Spire E-Journal (SEJ): The world is in the grip of what has been termed the worst recession since the Great Depression of the 1930s. Blue-chip names in the financial services industry have fallen, such as Lehman Brothers and Merrill Lynch, or are tottering like AIG, while inflation has hit dangerous levels and may pick up again. In Asia, the talk is of ailing economies, a credit crunch and political instability. Would you agree with this bleak assessment?

Leon Perera (LP): This is the first time since the Depression of the 1930s that Europe, America and Japan are simultaneously in a severe recession, but that’s where the comparisons end. The Great Depression was an event of historic proportions. At its height, unemployment exceeded 30% of the labor force in the US. Soup kitchens were set up to avert mass starvation on city streets. Banks were collapsing and wiping out the entire life savings of families. When GDP contracts by double digits, basic social and political stability become undermined, and we see riots, a breakdown of law and order and massive human suffering (disproportionately borne by the poor). This happened in Indonesia in 1998, in the ex-Soviet states in the early 1990s and in the US, Germany and many countries during the Great Depression. In Germany, of course, Adolph Hitler came to power during that time.

We are nowhere near such a situation now. Currently, not only is unemployment at much lower levels – under 7% in the US now – but also governments worldwide are still in a position to prop up the financial sector and inject spending into the economy. With consumer spending not seeing a wholesale collapse, emerging economies still growing at respectable rates, the banking sector still remaining viable and huge fiscal stimulus packages on the way, we won’t see another Great Depression this time. Part of the reason is the lessons learnt by policy-makers from the experience of the Great Depression itself – such as the need to guarantee bank deposits.

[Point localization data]
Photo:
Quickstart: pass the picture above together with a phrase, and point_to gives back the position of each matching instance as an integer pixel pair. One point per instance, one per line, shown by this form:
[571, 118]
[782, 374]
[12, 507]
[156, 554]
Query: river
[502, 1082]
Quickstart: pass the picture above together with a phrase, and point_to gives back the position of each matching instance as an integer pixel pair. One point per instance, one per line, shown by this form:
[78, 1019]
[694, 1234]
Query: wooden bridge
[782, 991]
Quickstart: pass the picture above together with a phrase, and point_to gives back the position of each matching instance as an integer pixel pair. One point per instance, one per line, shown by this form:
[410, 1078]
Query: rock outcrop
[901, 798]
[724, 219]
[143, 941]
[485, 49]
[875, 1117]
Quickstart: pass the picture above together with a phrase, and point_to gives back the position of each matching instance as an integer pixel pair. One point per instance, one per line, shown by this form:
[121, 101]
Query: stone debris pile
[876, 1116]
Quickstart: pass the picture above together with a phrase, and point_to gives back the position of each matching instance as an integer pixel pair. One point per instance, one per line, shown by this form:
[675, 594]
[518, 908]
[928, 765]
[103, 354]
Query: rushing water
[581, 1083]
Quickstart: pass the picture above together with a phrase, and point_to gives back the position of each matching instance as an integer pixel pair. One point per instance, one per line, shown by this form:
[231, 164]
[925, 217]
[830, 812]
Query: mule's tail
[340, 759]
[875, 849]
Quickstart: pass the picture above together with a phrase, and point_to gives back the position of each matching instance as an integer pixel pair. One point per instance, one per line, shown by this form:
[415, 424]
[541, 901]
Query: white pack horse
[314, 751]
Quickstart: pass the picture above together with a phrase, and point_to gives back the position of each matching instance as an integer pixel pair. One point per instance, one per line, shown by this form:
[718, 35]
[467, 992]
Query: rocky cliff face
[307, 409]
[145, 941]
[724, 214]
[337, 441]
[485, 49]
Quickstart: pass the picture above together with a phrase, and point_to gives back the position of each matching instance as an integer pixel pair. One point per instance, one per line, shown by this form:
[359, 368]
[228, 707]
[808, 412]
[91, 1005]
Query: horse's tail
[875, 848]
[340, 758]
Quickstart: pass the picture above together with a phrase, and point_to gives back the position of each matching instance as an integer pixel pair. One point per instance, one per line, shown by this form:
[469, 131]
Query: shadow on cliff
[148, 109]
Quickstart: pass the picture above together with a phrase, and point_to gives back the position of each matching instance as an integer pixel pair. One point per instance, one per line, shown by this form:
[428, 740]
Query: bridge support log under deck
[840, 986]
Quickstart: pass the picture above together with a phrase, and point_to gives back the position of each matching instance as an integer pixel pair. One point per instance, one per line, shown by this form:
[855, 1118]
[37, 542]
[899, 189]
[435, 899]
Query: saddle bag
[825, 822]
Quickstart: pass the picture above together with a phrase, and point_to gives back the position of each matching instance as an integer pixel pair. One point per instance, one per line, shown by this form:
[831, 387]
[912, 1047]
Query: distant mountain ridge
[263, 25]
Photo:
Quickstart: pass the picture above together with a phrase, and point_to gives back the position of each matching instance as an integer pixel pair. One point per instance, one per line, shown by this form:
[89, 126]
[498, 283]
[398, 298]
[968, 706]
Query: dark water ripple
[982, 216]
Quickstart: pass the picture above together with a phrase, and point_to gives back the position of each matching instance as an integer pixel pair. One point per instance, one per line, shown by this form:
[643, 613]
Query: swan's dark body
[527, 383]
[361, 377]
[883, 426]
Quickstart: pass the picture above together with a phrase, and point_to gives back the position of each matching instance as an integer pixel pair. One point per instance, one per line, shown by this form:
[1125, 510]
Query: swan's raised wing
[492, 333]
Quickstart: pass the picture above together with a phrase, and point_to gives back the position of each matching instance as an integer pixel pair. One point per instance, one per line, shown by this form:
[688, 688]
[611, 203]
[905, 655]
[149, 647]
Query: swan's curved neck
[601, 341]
* * *
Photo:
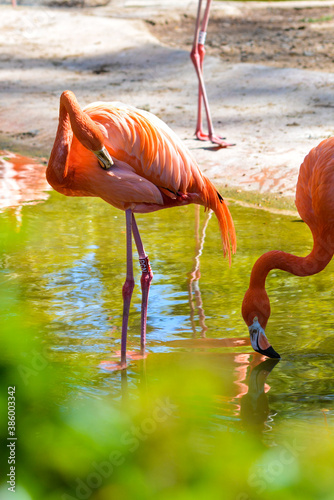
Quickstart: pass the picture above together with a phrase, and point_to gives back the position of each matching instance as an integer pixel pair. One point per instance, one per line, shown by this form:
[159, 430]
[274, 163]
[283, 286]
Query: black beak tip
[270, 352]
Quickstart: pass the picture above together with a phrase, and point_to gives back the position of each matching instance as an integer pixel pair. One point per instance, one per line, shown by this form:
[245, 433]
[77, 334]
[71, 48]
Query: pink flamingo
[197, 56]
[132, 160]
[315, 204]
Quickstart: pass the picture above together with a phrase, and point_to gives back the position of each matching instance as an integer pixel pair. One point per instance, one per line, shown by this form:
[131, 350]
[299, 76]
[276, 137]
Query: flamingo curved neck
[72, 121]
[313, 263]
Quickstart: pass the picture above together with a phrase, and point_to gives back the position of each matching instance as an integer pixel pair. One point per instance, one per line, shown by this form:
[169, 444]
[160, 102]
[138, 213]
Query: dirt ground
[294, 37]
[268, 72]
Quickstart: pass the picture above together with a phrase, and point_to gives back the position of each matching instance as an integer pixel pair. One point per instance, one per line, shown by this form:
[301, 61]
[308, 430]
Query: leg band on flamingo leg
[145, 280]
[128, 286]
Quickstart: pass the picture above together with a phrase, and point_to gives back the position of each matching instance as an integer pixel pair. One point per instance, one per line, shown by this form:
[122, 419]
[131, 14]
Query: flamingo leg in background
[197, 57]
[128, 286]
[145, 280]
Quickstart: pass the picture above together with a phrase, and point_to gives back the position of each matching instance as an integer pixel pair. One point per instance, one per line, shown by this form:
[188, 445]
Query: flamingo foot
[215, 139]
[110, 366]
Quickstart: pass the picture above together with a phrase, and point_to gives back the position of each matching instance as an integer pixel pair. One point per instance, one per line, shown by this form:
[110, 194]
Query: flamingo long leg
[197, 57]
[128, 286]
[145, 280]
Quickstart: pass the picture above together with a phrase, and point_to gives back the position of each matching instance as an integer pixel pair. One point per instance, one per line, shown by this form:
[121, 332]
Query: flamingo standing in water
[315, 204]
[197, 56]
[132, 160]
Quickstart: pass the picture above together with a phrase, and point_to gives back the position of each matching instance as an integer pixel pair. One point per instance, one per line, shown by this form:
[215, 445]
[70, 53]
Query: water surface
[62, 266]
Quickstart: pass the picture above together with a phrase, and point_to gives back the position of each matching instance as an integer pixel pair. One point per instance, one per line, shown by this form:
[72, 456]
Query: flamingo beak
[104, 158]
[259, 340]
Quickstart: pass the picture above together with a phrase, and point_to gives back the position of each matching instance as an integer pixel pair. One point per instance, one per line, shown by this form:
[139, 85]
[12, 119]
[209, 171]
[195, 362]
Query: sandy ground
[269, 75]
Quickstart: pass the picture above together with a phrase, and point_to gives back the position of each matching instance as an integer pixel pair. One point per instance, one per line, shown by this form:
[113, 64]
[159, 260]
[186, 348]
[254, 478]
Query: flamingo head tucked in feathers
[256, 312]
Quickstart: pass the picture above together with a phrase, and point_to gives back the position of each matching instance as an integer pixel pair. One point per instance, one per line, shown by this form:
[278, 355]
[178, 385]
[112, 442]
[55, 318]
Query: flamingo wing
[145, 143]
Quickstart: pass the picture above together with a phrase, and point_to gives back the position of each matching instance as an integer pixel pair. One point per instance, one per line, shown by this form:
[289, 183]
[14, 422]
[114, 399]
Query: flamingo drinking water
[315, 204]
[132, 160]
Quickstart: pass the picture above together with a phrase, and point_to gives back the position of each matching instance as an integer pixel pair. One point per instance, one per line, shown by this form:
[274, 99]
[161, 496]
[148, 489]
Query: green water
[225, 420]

EXERCISE BRIEF
Reproduce the part of the interview on the recession starting with "Leon Perera (LP): This" and going on through "during that time.". Use only the interview as your source.

RESPONSE AREA
Leon Perera (LP): This is the first time since the Depression of the 1930s that Europe, America and Japan are simultaneously in a severe recession, but that’s where the comparisons end. The Great Depression was an event of historic proportions. At its height, unemployment exceeded 30% of the labor force in the US. Soup kitchens were set up to avert mass starvation on city streets. Banks were collapsing and wiping out the entire life savings of families. When GDP contracts by double digits, basic social and political stability become undermined, and we see riots, a breakdown of law and order and massive human suffering (disproportionately borne by the poor). This happened in Indonesia in 1998, in the ex-Soviet states in the early 1990s and in the US, Germany and many countries during the Great Depression. In Germany, of course, Adolph Hitler came to power during that time.